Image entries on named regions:
::::::::::
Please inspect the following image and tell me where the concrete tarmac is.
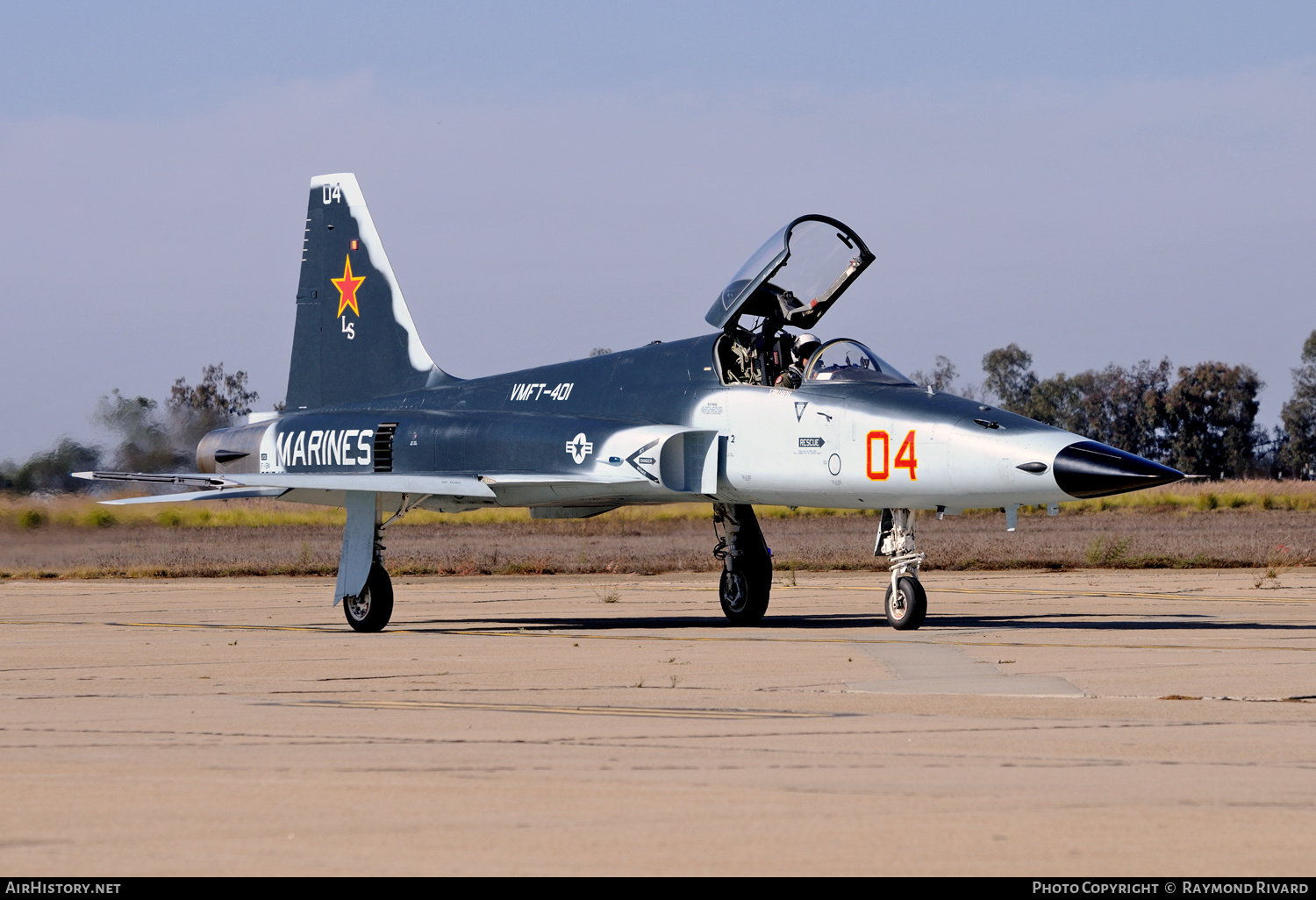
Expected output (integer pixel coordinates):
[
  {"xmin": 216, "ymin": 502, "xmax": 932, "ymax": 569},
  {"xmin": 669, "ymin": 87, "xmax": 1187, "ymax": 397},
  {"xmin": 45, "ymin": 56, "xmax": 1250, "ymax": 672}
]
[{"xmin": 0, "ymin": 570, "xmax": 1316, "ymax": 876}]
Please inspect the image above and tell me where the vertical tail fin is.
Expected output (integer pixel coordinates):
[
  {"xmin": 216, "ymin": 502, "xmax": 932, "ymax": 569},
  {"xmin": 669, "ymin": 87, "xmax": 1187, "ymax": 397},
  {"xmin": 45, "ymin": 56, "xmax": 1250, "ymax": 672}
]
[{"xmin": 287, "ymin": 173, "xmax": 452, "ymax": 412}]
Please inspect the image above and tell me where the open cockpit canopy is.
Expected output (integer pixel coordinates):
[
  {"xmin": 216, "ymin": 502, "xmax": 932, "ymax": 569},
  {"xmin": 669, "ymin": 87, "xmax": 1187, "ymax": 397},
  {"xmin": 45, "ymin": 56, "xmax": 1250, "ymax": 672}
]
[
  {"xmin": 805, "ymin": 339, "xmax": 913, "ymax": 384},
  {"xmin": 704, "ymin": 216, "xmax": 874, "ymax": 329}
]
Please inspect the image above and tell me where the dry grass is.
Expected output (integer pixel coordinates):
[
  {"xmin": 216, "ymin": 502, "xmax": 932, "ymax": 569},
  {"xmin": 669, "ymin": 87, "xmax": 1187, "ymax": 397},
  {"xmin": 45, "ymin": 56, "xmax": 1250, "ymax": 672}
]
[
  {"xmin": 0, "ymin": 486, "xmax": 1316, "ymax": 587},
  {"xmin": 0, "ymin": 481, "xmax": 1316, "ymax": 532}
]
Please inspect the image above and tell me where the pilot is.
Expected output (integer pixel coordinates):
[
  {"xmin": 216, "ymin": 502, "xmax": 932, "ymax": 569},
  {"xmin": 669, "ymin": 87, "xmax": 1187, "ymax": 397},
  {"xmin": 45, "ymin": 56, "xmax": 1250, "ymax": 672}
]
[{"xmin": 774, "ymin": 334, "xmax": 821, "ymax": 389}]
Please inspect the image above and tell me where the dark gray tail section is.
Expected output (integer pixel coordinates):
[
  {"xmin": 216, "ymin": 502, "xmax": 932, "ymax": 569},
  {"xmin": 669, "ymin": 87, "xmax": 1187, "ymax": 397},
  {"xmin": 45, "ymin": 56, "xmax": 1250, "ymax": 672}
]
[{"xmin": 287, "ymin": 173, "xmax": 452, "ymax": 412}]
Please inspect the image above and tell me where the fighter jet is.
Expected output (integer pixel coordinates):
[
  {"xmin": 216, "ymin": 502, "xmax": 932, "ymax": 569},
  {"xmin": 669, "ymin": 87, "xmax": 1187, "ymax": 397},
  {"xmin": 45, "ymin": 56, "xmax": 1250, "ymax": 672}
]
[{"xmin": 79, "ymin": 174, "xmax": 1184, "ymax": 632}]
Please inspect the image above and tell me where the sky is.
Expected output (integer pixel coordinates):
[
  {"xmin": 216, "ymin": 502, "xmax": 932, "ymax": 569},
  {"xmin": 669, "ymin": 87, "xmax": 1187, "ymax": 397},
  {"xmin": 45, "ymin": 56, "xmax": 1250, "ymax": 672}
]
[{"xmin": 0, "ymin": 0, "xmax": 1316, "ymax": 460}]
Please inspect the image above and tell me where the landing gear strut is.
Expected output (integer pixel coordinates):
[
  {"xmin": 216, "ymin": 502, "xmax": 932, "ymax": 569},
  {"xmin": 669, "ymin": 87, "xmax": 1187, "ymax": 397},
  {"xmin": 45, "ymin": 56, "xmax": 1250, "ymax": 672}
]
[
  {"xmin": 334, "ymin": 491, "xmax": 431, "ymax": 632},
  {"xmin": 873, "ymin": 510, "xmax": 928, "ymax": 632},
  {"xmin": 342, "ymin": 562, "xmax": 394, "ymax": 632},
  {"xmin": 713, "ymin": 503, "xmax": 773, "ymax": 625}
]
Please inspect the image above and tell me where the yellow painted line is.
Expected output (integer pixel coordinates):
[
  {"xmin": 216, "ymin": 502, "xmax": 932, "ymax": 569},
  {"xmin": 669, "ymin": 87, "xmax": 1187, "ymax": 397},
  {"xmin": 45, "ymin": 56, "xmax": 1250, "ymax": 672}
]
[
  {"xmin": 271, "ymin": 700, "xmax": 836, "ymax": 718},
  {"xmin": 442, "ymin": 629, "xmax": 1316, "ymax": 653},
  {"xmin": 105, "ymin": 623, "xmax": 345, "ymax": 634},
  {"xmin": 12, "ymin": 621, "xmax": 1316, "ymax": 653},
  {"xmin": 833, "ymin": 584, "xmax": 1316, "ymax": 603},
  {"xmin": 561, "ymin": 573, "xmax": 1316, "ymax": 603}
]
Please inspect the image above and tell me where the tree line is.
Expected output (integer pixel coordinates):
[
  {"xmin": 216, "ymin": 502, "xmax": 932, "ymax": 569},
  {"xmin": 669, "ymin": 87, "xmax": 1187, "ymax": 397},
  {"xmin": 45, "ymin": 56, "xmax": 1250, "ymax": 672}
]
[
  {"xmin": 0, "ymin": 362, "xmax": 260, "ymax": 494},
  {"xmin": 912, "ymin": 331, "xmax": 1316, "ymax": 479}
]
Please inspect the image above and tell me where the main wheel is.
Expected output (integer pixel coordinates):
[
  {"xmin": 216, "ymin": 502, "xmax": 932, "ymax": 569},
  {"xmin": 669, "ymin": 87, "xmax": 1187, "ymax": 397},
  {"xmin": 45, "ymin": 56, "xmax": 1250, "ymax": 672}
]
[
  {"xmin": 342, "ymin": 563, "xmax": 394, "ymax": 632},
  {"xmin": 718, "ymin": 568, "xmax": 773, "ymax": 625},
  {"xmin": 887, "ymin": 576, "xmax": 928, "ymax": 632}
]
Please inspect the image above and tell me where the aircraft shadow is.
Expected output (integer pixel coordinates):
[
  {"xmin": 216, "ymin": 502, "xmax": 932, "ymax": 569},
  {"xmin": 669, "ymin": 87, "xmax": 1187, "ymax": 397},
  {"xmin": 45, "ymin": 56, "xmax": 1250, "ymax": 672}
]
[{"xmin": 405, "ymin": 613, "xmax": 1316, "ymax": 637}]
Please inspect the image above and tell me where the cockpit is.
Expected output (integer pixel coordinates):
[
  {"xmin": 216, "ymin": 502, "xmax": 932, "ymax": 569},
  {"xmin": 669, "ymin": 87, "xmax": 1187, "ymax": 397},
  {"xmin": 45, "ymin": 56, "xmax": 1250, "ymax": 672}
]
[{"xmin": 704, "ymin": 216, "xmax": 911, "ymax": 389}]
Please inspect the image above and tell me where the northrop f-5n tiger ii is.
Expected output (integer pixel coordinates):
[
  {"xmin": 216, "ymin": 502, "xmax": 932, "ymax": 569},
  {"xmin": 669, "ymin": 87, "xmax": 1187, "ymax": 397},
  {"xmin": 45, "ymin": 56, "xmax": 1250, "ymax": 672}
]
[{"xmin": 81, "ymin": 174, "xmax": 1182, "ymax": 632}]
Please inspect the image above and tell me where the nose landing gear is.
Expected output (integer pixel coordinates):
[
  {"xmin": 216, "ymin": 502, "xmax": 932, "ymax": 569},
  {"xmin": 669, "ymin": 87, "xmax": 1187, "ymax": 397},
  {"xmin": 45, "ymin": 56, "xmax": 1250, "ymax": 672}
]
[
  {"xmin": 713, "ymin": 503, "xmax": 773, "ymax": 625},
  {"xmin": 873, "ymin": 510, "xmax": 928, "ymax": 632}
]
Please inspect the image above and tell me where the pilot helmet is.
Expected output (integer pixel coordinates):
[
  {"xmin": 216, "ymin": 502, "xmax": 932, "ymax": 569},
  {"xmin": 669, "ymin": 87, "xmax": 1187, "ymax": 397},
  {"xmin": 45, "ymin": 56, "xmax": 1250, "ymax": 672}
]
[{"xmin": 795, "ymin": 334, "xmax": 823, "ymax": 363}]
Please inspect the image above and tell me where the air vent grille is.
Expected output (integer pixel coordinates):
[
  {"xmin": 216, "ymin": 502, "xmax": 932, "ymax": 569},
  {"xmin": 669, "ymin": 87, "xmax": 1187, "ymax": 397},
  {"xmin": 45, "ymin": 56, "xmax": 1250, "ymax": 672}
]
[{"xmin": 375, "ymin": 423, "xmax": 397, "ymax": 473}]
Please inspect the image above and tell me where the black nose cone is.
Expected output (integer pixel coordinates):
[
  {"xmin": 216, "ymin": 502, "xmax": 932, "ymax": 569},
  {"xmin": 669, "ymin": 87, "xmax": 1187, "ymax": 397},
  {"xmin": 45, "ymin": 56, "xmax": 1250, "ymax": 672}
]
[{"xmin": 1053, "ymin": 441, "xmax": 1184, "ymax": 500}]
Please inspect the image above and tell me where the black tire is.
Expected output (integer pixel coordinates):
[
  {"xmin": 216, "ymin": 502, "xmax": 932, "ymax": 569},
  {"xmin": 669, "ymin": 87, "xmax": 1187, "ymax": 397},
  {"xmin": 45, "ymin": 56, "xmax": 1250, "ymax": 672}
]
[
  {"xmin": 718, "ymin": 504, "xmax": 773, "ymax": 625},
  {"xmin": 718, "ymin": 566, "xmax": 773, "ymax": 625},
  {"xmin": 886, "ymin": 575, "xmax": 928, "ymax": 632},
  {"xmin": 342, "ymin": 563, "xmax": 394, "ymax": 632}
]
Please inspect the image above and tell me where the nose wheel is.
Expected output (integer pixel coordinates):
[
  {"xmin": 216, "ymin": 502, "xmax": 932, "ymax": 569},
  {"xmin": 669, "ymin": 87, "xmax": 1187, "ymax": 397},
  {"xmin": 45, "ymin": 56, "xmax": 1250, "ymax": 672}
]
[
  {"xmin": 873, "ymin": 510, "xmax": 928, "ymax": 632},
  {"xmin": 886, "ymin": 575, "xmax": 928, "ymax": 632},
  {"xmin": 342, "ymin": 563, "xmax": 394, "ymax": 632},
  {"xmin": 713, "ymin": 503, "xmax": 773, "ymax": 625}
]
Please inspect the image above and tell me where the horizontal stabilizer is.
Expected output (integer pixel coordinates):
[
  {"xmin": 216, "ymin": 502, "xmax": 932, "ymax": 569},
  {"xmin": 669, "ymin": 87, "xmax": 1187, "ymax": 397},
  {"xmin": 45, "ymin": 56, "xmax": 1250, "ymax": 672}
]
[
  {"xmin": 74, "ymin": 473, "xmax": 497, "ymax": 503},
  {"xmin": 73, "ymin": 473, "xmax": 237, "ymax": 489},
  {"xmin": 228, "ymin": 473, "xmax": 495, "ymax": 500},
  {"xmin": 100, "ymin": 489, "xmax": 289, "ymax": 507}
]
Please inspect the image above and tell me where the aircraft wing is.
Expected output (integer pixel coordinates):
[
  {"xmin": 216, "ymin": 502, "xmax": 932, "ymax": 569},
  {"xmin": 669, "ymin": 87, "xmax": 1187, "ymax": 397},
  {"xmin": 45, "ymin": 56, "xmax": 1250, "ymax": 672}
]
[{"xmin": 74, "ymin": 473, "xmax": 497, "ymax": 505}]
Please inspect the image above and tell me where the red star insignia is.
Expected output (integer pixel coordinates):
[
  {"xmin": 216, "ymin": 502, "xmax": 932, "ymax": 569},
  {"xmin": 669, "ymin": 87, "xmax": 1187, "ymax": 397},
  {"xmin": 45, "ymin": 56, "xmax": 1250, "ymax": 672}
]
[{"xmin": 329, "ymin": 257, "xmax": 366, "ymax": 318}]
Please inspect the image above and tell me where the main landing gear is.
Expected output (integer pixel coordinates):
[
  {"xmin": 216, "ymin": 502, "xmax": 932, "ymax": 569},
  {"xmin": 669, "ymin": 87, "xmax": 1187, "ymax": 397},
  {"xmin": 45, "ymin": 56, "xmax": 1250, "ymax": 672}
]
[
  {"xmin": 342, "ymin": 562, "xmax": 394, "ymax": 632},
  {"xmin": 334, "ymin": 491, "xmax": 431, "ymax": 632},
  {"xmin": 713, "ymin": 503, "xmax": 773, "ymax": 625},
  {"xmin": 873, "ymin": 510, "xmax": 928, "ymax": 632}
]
::::::::::
PROBLEM TO SOLVE: Retype the data word for word from the line that contains "main landing gear is." through the end of the data, inclusive.

ANSWER TO THE TASK:
Please inspect the image above and tell me where the main landing gear is.
Expected output (integer pixel coordinates):
[
  {"xmin": 216, "ymin": 502, "xmax": 932, "ymax": 569},
  {"xmin": 669, "ymin": 87, "xmax": 1187, "ymax": 397},
  {"xmin": 45, "ymin": 56, "xmax": 1250, "ymax": 672}
]
[
  {"xmin": 342, "ymin": 562, "xmax": 394, "ymax": 632},
  {"xmin": 334, "ymin": 491, "xmax": 431, "ymax": 632},
  {"xmin": 713, "ymin": 503, "xmax": 773, "ymax": 625},
  {"xmin": 873, "ymin": 510, "xmax": 928, "ymax": 632}
]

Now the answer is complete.